**GIVEN INSTRUCTION:**
Pull out every line in the rows below that contains the string "foot", matching case exactly.

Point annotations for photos
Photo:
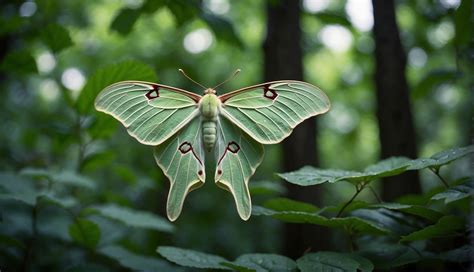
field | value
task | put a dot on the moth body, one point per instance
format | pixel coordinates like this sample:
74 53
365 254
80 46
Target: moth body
209 108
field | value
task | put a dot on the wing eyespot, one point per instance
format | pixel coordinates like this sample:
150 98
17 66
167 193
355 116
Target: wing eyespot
269 93
185 147
153 93
233 147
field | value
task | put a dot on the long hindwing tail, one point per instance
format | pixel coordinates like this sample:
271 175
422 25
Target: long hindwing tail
238 155
268 112
151 112
182 160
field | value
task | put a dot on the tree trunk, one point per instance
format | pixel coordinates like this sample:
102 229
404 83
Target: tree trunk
396 129
283 60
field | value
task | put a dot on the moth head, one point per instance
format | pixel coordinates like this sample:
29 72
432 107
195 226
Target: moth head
210 91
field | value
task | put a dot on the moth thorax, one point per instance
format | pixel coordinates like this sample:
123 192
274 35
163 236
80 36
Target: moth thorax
209 131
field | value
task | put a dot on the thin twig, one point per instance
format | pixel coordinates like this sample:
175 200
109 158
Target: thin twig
436 172
358 190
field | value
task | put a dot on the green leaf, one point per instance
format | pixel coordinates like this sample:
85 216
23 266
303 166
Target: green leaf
56 37
333 261
85 232
441 158
223 29
66 177
191 258
286 204
355 224
19 62
308 175
135 218
134 261
125 70
85 267
125 20
446 226
266 188
388 167
463 23
389 256
455 193
265 262
417 210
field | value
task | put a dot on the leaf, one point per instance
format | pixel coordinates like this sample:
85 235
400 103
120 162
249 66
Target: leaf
66 177
134 261
265 262
73 178
85 267
286 204
455 193
308 175
441 158
19 62
463 23
125 20
191 258
420 211
85 232
446 226
56 37
135 218
357 225
266 188
333 261
388 167
389 256
125 70
223 29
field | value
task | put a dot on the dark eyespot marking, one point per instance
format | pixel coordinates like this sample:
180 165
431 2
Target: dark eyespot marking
185 147
269 93
154 93
233 147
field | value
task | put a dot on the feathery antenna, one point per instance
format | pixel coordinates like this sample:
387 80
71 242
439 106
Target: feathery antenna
231 77
181 70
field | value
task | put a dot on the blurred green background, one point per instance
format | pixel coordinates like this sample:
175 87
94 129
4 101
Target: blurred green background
57 55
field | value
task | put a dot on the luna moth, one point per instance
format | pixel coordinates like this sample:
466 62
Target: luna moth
186 129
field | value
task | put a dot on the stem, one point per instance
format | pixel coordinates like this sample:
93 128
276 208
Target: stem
436 172
375 194
358 190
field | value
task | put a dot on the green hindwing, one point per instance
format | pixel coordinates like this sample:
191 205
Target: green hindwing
182 160
268 112
151 112
238 156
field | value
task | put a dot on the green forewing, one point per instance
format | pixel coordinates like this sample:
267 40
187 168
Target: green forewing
237 155
182 160
268 112
150 112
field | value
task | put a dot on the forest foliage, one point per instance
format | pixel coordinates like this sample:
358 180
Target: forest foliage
78 194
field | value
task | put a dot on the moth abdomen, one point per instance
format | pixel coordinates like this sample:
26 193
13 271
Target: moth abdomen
209 131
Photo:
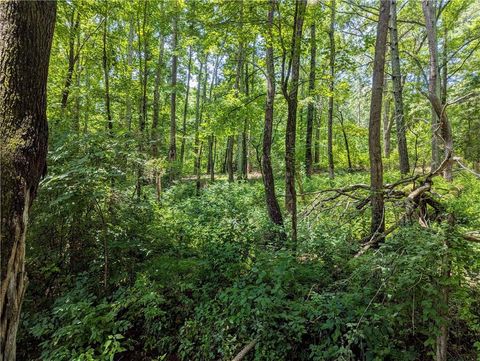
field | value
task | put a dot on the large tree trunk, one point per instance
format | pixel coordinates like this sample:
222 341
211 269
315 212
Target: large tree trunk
311 108
397 93
172 152
434 91
185 107
291 93
26 30
331 86
273 207
374 144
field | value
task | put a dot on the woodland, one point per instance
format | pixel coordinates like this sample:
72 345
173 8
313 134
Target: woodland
240 180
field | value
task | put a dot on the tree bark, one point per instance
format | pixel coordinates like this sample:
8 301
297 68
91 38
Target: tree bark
345 139
374 144
273 208
72 58
172 153
311 108
26 30
185 108
434 90
131 34
291 94
106 76
331 86
397 93
156 97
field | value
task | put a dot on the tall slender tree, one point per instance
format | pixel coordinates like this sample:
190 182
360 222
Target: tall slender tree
311 106
273 207
374 135
26 31
331 88
398 93
290 91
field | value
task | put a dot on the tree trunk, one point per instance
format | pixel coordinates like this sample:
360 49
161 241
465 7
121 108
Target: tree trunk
197 119
331 86
397 93
72 58
345 139
26 30
273 208
106 76
311 108
185 108
156 97
434 91
131 34
172 153
291 94
317 121
387 124
374 144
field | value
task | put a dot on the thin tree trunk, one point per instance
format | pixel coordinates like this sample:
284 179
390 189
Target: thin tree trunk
106 76
172 153
331 86
345 139
185 108
291 93
387 124
273 208
156 97
197 118
374 144
434 91
72 58
26 31
397 93
131 34
317 121
310 109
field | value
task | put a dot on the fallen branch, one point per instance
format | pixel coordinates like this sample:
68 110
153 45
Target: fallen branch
245 350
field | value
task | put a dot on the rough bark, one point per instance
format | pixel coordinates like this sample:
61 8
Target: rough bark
131 34
172 152
273 208
26 30
156 97
397 93
441 128
290 90
374 144
311 108
345 139
72 58
185 107
106 76
331 86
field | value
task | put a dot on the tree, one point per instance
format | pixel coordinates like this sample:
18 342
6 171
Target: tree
331 88
172 153
290 92
441 126
310 109
398 93
26 31
273 208
374 135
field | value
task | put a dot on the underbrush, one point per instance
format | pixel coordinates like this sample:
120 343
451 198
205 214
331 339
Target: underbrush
198 277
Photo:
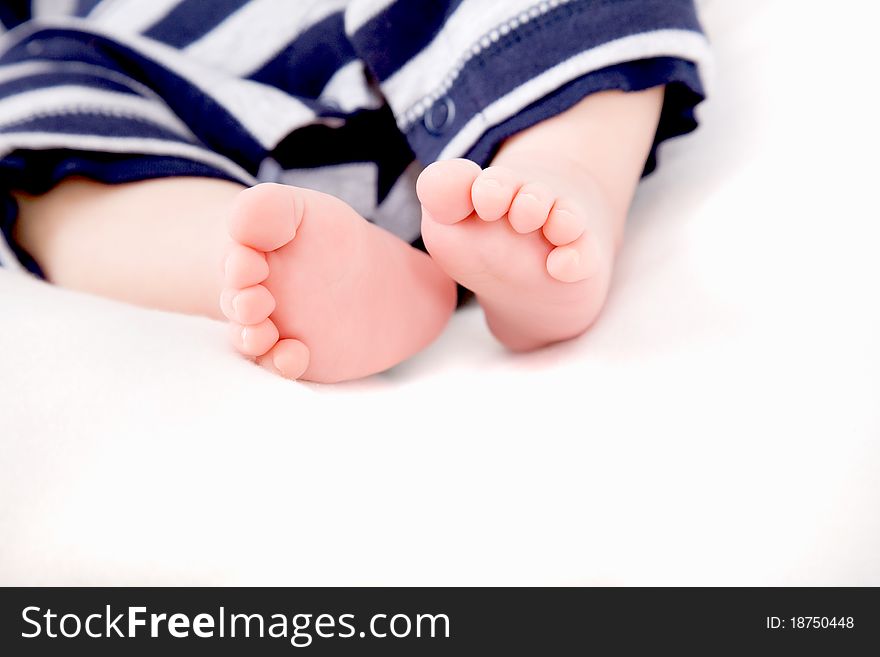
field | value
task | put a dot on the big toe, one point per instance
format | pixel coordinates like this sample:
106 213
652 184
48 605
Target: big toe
576 261
444 189
289 358
265 217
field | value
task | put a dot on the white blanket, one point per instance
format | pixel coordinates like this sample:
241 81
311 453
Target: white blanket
720 425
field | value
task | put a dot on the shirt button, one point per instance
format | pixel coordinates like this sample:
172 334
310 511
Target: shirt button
440 116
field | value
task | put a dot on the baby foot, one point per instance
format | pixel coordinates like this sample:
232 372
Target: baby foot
539 262
313 290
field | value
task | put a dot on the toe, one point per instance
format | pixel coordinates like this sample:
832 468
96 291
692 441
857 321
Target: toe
530 208
444 189
254 340
493 192
574 262
248 306
563 225
266 217
244 267
289 358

**FINAL ANSWER:**
task | put a dot on the baby foot, one point per instance
Target: baby foot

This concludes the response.